Exercise requirements – Below are records with pictures. Transcribe exactly, and only, the lines from the line with "Target: black metal railing" to the line with "Where can the mountain", both ends included, but not the pictures.

:: Provided records ::

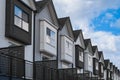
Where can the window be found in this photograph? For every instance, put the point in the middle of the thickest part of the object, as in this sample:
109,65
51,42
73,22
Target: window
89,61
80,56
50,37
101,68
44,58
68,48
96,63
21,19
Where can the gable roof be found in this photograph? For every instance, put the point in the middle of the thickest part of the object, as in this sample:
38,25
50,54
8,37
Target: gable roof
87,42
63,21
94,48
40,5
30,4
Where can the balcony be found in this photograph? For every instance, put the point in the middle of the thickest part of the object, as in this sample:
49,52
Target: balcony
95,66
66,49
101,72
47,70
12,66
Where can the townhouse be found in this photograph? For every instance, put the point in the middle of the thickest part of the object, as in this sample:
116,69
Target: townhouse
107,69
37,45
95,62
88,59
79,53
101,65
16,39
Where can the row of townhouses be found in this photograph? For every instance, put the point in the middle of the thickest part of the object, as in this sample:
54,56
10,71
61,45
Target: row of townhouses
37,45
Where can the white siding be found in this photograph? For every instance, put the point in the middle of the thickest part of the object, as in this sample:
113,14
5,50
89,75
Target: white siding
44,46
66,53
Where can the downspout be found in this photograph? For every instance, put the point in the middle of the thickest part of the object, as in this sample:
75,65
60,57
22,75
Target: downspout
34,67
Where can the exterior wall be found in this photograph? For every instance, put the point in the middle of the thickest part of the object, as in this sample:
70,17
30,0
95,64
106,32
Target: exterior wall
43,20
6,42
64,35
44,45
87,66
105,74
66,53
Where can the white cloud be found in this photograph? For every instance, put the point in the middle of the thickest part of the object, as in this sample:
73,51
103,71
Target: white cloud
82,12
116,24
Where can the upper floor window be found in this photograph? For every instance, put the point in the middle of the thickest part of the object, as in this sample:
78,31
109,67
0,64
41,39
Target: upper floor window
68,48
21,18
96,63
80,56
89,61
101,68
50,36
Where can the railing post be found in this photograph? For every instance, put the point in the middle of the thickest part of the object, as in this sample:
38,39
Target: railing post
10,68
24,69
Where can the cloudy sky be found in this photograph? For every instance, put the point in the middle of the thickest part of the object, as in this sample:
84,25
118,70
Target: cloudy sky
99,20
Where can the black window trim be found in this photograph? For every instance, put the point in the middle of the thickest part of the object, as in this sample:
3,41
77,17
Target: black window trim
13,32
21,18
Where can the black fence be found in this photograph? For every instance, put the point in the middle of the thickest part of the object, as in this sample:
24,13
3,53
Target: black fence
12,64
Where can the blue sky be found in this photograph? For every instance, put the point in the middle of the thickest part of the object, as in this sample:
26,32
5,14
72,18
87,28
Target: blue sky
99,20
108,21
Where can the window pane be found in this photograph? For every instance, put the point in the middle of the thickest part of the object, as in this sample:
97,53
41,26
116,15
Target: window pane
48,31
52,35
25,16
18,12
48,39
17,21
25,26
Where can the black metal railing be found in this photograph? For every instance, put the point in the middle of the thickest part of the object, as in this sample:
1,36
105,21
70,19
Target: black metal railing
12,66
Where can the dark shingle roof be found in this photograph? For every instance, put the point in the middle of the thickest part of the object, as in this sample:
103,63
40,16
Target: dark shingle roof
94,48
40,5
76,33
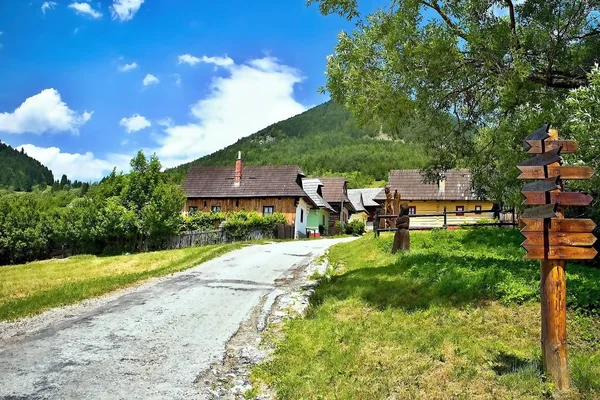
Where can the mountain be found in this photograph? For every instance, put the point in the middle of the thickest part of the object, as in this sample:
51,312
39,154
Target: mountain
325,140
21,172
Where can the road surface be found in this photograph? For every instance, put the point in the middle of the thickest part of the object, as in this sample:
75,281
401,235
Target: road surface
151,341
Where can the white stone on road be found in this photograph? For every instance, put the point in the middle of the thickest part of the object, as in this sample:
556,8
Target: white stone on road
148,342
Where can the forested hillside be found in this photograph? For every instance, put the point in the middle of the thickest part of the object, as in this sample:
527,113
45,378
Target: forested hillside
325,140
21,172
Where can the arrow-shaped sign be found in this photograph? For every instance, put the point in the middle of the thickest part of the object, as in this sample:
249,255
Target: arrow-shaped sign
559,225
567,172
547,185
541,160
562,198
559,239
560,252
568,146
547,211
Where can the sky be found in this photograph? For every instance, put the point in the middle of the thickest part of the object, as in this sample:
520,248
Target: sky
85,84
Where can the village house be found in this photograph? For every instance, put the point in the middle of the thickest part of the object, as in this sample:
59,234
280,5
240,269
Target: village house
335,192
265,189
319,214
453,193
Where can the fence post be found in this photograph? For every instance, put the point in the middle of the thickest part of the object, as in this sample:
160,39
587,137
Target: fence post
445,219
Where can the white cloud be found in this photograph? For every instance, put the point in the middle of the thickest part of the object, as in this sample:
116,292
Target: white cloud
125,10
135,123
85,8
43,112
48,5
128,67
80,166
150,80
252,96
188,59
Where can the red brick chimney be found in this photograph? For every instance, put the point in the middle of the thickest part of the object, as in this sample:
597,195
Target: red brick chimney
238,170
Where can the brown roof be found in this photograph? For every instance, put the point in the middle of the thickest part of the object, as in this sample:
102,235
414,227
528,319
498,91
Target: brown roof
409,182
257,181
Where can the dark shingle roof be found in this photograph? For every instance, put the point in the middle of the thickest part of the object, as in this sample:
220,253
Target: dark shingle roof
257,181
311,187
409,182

:::
:: Provided records ::

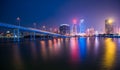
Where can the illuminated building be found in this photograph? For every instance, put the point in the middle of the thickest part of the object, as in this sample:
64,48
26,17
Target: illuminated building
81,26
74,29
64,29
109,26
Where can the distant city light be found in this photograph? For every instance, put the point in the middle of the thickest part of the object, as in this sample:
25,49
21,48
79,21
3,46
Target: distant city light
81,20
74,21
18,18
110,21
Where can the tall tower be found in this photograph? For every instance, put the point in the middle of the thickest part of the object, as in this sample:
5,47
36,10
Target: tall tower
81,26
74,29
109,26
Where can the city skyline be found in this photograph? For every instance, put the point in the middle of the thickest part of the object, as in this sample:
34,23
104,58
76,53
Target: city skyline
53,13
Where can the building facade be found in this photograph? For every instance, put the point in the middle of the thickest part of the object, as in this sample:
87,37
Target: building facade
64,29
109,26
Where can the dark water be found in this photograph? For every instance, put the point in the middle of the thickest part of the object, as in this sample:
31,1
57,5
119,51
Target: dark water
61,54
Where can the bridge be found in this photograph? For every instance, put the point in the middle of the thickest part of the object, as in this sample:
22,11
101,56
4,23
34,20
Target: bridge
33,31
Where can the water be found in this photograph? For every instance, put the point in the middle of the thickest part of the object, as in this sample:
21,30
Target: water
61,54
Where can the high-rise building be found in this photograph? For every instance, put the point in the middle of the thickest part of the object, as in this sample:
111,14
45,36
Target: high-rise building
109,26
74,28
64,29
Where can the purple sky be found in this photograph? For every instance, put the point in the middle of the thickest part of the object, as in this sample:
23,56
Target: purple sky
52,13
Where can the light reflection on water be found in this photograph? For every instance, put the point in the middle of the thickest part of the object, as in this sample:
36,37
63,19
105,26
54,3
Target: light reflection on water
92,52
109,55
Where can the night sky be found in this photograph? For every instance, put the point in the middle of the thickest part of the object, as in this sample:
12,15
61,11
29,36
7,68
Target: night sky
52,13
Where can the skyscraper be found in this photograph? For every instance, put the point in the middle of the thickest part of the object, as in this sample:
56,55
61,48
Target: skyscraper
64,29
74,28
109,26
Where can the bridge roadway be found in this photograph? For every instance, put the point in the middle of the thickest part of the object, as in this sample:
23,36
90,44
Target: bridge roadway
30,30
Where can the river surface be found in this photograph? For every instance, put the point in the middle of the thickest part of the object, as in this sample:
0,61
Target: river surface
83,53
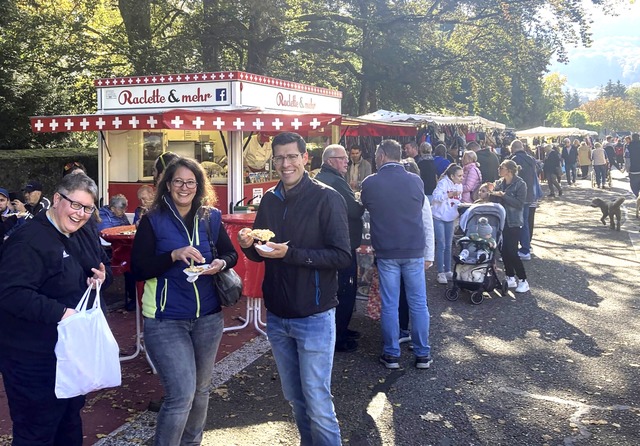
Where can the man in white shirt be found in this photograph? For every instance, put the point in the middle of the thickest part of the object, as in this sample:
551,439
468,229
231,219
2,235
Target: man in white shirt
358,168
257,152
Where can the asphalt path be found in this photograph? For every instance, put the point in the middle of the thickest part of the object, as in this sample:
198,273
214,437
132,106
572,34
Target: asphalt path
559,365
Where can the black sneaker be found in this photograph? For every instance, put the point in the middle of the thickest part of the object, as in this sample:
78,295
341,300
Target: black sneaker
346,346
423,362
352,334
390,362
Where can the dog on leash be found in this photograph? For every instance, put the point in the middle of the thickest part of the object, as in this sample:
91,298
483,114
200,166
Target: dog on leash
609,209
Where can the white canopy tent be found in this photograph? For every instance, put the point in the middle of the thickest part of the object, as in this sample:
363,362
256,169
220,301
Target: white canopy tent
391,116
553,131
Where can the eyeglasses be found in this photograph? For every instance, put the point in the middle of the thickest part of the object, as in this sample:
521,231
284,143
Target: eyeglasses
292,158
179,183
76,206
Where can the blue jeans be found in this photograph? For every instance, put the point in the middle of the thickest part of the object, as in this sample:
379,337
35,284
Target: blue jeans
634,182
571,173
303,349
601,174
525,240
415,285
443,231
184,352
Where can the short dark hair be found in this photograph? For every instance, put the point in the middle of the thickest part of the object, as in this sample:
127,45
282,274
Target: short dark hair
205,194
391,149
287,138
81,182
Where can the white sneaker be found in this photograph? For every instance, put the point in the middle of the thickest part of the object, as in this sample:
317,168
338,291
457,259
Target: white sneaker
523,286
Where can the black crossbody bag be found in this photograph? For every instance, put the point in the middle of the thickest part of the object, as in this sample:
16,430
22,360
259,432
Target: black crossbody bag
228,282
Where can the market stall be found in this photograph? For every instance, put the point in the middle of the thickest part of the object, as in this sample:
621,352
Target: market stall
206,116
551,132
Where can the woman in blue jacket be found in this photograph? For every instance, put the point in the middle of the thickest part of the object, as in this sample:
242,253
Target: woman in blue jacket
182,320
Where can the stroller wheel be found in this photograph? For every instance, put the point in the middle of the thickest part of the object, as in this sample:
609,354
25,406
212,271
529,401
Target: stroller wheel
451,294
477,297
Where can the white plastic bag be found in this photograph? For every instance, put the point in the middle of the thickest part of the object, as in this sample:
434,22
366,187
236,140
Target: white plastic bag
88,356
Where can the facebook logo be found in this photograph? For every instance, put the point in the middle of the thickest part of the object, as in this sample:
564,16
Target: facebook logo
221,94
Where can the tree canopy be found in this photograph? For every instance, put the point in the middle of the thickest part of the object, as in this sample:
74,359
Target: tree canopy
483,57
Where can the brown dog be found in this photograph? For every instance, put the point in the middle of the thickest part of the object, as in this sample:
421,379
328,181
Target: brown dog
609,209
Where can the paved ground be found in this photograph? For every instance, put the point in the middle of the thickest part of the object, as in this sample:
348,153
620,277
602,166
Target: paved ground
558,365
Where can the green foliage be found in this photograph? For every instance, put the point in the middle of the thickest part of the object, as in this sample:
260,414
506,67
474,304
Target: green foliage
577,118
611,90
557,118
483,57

:::

Exercise answer –
Target: black metal railing
12,66
Where can the dark shingle roof be found in this photograph? For every instance, put the point in the middle of the thickest part of the object, as in this sample:
103,63
40,16
Target: dark shingle roof
94,48
40,5
76,33
Where can the mountain be found in this photograph? For every instance, put the point in the middle of the thickest part of the object, as in this sample:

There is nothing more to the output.